» Exercise prompt
In the rows below, reproduce the stretch from the line containing "In this exercise you will mark the seated" through the line containing "In this exercise you will mark the wagon wheel", with "marker" replaced by "pin" and nothing else changed.

» Given data
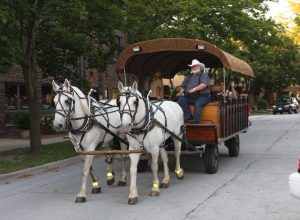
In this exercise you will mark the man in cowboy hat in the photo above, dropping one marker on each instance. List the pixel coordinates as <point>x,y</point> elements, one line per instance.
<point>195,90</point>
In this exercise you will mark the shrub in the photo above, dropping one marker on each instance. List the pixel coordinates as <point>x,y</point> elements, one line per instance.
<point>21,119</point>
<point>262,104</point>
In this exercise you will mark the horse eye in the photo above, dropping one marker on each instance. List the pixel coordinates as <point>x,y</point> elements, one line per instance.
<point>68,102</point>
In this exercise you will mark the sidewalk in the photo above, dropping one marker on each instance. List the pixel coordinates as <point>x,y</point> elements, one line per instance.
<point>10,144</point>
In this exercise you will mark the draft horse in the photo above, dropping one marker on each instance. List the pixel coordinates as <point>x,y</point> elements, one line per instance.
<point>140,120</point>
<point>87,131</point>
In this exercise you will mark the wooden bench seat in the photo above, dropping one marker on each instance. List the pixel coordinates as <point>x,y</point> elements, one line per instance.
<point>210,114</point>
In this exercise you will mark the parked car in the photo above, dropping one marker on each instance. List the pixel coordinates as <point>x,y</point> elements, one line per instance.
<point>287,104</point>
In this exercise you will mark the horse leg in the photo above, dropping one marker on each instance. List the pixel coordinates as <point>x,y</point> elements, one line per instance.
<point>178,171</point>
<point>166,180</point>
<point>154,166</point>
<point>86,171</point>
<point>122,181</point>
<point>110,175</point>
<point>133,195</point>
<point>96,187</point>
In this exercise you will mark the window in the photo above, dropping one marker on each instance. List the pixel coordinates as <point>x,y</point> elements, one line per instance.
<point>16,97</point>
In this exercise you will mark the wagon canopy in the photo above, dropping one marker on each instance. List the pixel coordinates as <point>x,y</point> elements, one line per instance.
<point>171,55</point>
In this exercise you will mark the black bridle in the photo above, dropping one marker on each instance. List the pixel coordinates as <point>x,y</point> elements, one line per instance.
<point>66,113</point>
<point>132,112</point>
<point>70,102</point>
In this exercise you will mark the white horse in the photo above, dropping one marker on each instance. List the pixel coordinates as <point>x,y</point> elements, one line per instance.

* * *

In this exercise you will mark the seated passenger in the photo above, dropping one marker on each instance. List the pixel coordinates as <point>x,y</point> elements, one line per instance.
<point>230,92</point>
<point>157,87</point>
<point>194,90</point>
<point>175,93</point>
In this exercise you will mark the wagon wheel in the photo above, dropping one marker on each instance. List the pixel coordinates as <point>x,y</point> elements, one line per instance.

» Exercise output
In this exercise you will mark the seated passenger in the photo above, dropping one pin on each instance. List the pixel coordinates as <point>x,y</point> elements, one line per instance.
<point>230,92</point>
<point>157,87</point>
<point>194,90</point>
<point>175,93</point>
In this exercise you will mark the wagon wheel in the photo above, dropping one pin on each instance. List the pixel coordinates as <point>x,y</point> elements, one line per instance.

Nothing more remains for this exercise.